EXERCISE TASKS:
**1.** Summarize the Aurora Bank excerpt below in two sentences.
**2.** Please decide whether each statement agrees with the Aurora Bank excerpt below, answering yes or no and quoting the words that settle it: (a) At December 31, 2009, Aurora Bank was deemed "well capitalized." (b) Aurora Bank has formally asked the OTS to let dividend payments resume. (c) Interest income on loans the Company may acquire from Aurora Bank will be reported as interest income of the Company in Aurora Bank's consolidated financial statements.

DOCUMENT EXCERPT:
= = = =

During 2009, LBHI contributed additional capital to Aurora Bank, which improved Aurora Bank’s capital position. At December 31, 2009, Aurora Bank’s total risk-based capital ratio was mathematically in the “well capitalized” category, however, due to the continuation of the provisions of the Order and the PCA Directive, Aurora Bank was deemed to be “adequately capitalized”. The Order and the PCA Directive were still effective as of the issuance of this annual report.
 
The OTS has informed Aurora Bank, as the parent of the Company, that prior approval of the OTS is required under the Order and the PCA Directive for payment by the Company of dividends on the Series B and Series D preferred stock. Aurora Bank has made a formal request to the OTS for the resumption of dividend payments. There can be no assurance that such approvals will be received from the OTS or when or


5


Table of Contents

if the OTS releases Aurora Bank from the Order and the PCA. Furthermore, any future dividends on the Series B and Series D preferred stock will be payable only when, as and if declared by the Board of Directors.
 
As a majority-owned subsidiary of Aurora Bank, the assets and liabilities and results of operations of the Company are consolidated with those of Aurora Bank for Aurora Bank’s financial reporting and regulatory capital purposes. Any loans that may in the future be acquired by the Company from Aurora Bank, therefore, will be treated as assets of Aurora Bank for purposes of compliance by Aurora Bank with the OTS’ regulatory capital requirements and reported in Aurora Bank’s consolidated financial statements. Interest income on such loans will be reported as interest income of Aurora Bank in Aurora Bank’s consolidated financial statements.

= = = =

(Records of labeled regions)
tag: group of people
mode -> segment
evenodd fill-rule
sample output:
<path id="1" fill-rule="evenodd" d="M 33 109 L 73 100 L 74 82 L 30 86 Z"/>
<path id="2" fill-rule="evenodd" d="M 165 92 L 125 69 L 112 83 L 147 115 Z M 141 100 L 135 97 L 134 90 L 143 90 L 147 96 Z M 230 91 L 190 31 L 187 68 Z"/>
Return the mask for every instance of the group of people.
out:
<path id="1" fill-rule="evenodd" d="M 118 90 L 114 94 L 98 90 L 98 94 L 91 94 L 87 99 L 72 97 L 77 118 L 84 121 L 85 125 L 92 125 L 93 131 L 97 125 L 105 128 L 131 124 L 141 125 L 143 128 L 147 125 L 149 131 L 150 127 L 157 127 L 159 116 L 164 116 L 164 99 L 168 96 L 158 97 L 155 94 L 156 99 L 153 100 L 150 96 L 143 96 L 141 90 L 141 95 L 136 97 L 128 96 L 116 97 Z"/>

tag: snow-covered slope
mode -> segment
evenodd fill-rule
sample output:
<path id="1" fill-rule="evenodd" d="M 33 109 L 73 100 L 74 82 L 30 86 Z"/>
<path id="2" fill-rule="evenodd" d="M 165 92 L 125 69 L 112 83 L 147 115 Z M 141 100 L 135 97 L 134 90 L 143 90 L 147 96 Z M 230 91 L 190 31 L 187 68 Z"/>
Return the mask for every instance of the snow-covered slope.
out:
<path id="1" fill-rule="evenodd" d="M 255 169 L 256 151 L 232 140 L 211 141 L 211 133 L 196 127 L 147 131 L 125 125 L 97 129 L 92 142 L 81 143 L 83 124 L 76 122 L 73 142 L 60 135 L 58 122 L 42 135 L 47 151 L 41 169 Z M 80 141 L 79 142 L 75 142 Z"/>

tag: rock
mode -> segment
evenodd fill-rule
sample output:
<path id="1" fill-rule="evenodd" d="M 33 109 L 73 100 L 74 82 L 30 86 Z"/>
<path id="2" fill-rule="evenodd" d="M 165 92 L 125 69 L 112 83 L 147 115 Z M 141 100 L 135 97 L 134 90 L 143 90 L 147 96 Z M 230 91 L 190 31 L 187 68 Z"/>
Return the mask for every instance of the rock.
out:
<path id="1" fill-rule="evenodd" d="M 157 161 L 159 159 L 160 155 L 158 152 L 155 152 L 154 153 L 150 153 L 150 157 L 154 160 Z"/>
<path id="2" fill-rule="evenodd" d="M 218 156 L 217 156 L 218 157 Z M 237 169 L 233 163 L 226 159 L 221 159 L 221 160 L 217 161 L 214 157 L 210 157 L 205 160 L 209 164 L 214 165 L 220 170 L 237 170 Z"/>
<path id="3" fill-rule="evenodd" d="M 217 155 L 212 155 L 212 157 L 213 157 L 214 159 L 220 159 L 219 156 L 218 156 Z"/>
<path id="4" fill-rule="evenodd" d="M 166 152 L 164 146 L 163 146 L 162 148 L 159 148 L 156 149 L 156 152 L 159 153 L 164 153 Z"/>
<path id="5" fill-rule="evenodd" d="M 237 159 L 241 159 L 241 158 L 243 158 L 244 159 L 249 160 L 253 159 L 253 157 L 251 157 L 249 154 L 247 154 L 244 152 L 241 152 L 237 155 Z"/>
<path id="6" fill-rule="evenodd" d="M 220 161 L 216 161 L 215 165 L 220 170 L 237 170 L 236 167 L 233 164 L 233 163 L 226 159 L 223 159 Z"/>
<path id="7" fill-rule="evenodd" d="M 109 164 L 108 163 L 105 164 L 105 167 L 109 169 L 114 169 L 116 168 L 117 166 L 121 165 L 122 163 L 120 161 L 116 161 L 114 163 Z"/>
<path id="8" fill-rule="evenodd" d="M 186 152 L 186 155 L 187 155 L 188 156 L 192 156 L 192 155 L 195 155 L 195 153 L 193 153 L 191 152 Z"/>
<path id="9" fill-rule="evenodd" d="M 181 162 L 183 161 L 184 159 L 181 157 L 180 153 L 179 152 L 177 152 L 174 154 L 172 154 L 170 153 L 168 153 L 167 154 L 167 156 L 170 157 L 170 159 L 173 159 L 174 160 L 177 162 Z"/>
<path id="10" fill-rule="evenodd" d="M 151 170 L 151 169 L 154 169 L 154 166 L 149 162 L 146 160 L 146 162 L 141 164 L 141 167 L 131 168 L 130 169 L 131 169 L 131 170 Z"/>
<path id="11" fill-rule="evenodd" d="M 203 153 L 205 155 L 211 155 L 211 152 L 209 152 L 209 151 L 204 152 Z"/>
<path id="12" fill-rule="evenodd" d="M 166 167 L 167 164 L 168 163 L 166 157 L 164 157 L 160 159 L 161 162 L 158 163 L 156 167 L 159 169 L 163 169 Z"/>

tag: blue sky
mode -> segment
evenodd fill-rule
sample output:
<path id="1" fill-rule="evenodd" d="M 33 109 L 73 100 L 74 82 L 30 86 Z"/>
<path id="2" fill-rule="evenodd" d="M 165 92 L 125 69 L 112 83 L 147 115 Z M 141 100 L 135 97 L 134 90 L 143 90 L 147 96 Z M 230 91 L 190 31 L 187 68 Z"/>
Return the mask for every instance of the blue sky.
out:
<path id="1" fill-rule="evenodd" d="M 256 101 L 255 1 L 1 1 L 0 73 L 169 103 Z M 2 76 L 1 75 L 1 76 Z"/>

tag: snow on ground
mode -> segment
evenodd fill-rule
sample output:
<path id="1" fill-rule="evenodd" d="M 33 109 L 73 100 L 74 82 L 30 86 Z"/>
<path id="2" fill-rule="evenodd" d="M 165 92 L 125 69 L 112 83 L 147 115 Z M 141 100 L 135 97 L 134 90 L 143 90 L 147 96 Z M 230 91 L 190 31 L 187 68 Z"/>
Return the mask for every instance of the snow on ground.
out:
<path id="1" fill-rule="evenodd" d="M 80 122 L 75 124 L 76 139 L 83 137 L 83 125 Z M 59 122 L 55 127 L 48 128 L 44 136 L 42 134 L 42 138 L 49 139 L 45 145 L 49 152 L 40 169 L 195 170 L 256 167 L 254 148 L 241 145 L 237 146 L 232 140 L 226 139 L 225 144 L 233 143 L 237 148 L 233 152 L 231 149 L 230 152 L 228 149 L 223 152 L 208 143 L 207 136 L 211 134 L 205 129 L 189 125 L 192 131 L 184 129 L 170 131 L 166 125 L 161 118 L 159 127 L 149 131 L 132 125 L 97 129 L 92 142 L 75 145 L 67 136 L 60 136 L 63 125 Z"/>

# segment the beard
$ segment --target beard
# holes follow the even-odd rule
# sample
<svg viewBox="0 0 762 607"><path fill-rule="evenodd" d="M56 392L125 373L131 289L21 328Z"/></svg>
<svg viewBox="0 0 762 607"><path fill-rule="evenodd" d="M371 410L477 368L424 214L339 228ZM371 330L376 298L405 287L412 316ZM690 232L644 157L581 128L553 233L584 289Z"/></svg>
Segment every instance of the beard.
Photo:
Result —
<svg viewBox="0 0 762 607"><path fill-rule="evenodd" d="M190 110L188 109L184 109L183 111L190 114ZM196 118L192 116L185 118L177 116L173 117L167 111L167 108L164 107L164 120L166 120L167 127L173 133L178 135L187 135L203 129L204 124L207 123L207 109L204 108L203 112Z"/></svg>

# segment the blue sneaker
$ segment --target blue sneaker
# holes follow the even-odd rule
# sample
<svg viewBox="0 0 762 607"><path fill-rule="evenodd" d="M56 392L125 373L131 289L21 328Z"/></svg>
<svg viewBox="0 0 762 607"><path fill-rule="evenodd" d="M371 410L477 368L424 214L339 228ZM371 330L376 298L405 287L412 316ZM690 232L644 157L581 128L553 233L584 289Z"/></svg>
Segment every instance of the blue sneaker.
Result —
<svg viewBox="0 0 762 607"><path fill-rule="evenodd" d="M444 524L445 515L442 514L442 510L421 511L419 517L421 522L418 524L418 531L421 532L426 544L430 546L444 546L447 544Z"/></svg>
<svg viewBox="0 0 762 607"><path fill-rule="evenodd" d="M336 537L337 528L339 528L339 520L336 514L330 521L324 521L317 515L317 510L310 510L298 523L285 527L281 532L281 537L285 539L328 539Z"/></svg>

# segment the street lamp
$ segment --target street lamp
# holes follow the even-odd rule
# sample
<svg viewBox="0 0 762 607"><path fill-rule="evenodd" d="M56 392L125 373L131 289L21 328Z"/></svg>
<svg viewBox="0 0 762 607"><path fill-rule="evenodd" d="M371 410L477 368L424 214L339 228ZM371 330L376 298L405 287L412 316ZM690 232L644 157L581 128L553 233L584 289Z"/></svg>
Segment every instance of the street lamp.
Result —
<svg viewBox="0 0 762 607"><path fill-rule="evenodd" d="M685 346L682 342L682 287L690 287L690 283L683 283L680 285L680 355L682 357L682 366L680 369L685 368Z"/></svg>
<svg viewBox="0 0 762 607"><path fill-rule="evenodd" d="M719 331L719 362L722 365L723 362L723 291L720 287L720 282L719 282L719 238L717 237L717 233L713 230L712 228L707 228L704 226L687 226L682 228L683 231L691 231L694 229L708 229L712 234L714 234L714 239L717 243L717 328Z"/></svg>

= = = =

SOLVED TASKS:
**1.** In 2009 LBHI contributed additional capital to Aurora Bank, but because the Order and the PCA Directive remained in effect, the bank was deemed "adequately capitalized" even though its total risk-based capital ratio was mathematically in the "well capitalized" category, and the OTS requires prior approval before the Company pays dividends on the Series B and Series D preferred stock. As a majority-owned subsidiary of Aurora Bank, the Company is consolidated with Aurora Bank for financial reporting and regulatory capital purposes, so any loans it may acquire from Aurora Bank will be treated as Aurora Bank's assets.

**2.**
(a) No: "Aurora Bank was deemed to be “adequately capitalized”"
(b) Yes: "Aurora Bank has made a formal request to the OTS for the resumption of dividend payments."
(c) No: "Interest income on such loans will be reported as interest income of Aurora Bank in Aurora Bank’s consolidated financial statements."